* _Point labeling samples_:
☆ ☆ ☆

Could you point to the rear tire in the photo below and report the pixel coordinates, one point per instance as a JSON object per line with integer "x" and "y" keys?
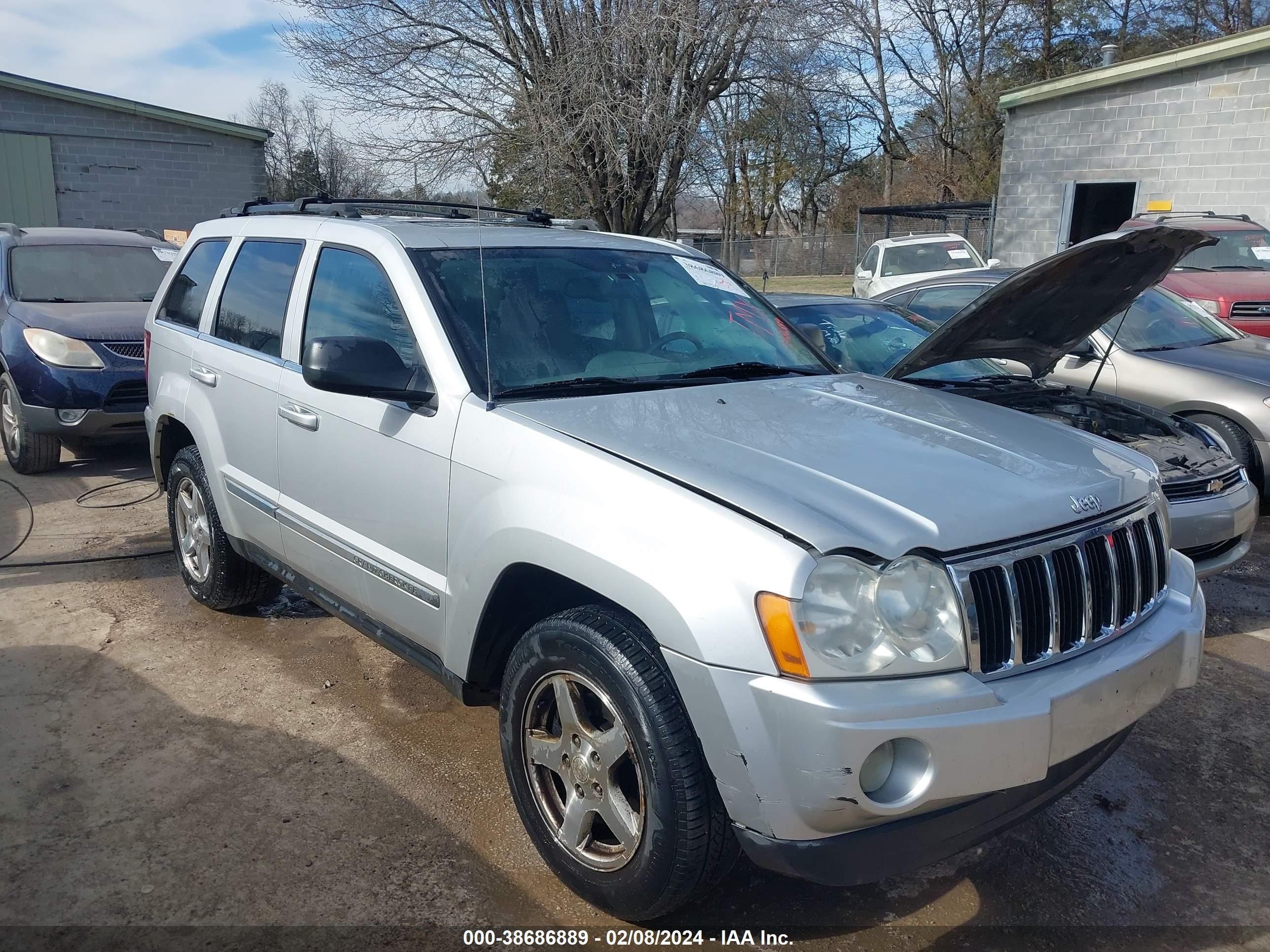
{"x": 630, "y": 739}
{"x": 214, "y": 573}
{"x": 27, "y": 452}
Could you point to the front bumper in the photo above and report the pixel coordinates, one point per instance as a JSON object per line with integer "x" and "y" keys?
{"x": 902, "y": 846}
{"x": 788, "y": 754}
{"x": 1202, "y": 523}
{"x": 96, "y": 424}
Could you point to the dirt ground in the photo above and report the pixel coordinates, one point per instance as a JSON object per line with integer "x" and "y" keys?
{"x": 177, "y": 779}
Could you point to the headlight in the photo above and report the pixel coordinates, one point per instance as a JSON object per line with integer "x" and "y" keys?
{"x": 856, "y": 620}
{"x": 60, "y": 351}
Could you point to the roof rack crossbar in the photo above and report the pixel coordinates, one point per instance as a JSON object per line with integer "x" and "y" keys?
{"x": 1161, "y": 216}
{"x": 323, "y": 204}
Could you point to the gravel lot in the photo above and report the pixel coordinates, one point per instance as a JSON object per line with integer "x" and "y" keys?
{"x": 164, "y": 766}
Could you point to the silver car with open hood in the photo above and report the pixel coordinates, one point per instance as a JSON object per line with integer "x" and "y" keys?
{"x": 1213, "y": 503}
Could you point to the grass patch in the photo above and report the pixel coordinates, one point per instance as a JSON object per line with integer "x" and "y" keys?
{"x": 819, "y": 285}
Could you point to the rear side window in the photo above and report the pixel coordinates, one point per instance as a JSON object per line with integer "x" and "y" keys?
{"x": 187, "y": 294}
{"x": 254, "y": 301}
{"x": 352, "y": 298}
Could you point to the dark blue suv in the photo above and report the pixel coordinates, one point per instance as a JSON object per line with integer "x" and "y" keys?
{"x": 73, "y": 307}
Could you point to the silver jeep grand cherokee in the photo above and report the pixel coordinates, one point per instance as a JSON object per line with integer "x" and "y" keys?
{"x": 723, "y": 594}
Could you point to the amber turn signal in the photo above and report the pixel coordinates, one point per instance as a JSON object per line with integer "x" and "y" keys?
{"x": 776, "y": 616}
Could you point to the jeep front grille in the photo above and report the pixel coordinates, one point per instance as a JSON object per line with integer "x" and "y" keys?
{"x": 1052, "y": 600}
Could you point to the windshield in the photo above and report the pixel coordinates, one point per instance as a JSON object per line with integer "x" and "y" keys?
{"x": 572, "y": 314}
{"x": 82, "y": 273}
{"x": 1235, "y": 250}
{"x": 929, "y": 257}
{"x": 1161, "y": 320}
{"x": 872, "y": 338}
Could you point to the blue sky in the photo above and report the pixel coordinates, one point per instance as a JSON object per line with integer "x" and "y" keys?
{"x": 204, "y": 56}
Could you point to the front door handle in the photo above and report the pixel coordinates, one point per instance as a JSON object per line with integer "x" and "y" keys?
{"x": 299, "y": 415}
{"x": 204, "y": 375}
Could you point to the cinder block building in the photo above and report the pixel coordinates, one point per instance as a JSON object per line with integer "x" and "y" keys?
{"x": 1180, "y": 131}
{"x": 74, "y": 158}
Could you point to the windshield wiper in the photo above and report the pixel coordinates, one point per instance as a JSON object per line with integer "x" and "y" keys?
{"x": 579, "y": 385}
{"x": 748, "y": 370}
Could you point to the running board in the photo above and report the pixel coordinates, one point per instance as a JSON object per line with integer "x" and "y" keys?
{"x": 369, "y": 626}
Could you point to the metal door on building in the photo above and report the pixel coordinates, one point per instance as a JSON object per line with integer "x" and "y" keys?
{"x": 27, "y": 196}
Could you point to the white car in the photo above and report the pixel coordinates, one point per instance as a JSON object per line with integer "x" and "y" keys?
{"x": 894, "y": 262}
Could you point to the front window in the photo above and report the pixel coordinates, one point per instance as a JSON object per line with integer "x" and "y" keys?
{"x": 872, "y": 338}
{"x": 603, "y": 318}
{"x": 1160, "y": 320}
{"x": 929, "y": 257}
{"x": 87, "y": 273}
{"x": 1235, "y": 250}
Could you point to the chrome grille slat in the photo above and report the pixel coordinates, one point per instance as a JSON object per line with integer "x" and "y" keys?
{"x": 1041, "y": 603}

☆ ☆ ☆

* _Objective_: Copy the listing above word for word from start to finish, leaving out the pictures.

* _Solution to this task_:
Could you point to the rear tire in the photo below and report the pixel coordinates, one point per instance as a JSON object per line with integer "x" and "y" keys?
{"x": 630, "y": 739}
{"x": 214, "y": 573}
{"x": 27, "y": 452}
Could you point to the front bumper in the photo above and report the pixel coordinates, one point per instance as a JSON object per line with integer "x" and "y" keys?
{"x": 902, "y": 846}
{"x": 788, "y": 754}
{"x": 1202, "y": 523}
{"x": 96, "y": 424}
Could you point to the dirt ground in the photo above and report the pixel coordinates, one point per instance as a JSON object per line with integer "x" and "y" keys?
{"x": 177, "y": 779}
Could you point to the headlight in the photo above and report the pixel coordinates, one point per instance as a JSON object per line with integer "x" and "y" keys?
{"x": 856, "y": 620}
{"x": 60, "y": 351}
Could you point to the roof rack crossbar in the photo above and report the pixel coordinates, one point per instance as a JSON object per line with integer "x" and "y" keys?
{"x": 1161, "y": 216}
{"x": 323, "y": 204}
Could you point to the gravel lot in the photo above and report the pixel coordinates, one point per instance as a JSON object per line with integer "x" and "y" keys?
{"x": 164, "y": 766}
Could you point to the silver car with open hood in the photo above and report the pixel coordinates, one point per instance as a JSON object per line with integer "x" and "y" keys?
{"x": 1213, "y": 503}
Could you point to the grass patch in the photo above and report the pixel coordinates, one point per instance as a JSON object per line with integer "x" and "y" keys?
{"x": 819, "y": 285}
Could you point to the rear side window in the photo above and report the pixel coordinates, one point per instance as a JSON object per line with integer "x" and "y" keys?
{"x": 187, "y": 294}
{"x": 254, "y": 301}
{"x": 352, "y": 298}
Could you point to the dark blue suv in the photo above and report the pixel coordinates, one point per instance as a JSON object per line with integer "x" and "y" keys?
{"x": 73, "y": 307}
Could you point to the silver jeep grand cherokee in the photo above and report the pixel coordinates, one point per instance as a JSON object per line with integer "x" and "y" keys?
{"x": 723, "y": 594}
Could you point to the amber turn signal in the photo above and report the pixel coordinates, one point per instance as a JSON object per line with integer "x" and "y" keys?
{"x": 776, "y": 616}
Could you point to the jeep front grille in the photo above and report the pixel coordinates, one point per instance as a JSON object per line with integer "x" and "y" keys?
{"x": 1052, "y": 600}
Could you point to the windshield in the photo above and report the pixel coordinates, one point per instance as a JSON object per line with integer "x" and "y" keys?
{"x": 572, "y": 314}
{"x": 82, "y": 273}
{"x": 1235, "y": 250}
{"x": 929, "y": 257}
{"x": 1161, "y": 320}
{"x": 872, "y": 338}
Could you point to the blue sky in the photo above and report the pixel coordinates, one point per instance as a JSON object per line with integer "x" and "y" keys?
{"x": 204, "y": 56}
Could you point to the front door handle in the photo above and report the pixel coordinates, one point per instance as a JSON object per line with integer "x" and "y" keys?
{"x": 299, "y": 415}
{"x": 204, "y": 375}
Could you point to the cinder block building in the photo above and report the pixel coordinates, one point per instance as a JSON object per line with integer "x" and "y" keys?
{"x": 1180, "y": 131}
{"x": 74, "y": 158}
Could you point to the windshield wiper in the photo above and report the pixel coordinates, one point per instance as a JSON object per line with integer "x" and "y" keys?
{"x": 579, "y": 385}
{"x": 748, "y": 370}
Could you point to the running board in the photo above and report the pixel coordinates, one point per instance as a JSON object per line with integer "x" and "y" keys?
{"x": 369, "y": 626}
Could you point to the metal door on building in the photo above and report the pixel coordinates, one point per instance as a JSON object per line with integer "x" and "y" keys?
{"x": 27, "y": 196}
Could you point to the white car in the photo above and report the pixel coordinates, one point per instance as a JSON object per line with integer "x" and "y" keys?
{"x": 894, "y": 262}
Could you point to the front window in the photo above and report the pixel coordinates, one point per instance as a JSON object per line with integer "x" and "y" keys?
{"x": 872, "y": 338}
{"x": 603, "y": 318}
{"x": 1160, "y": 320}
{"x": 929, "y": 257}
{"x": 87, "y": 273}
{"x": 1235, "y": 250}
Could you point to the chrome grille slat in the photo above and report the pixel coordinates, one point per instance as a JSON object per line with integer "x" and "y" keys?
{"x": 1041, "y": 603}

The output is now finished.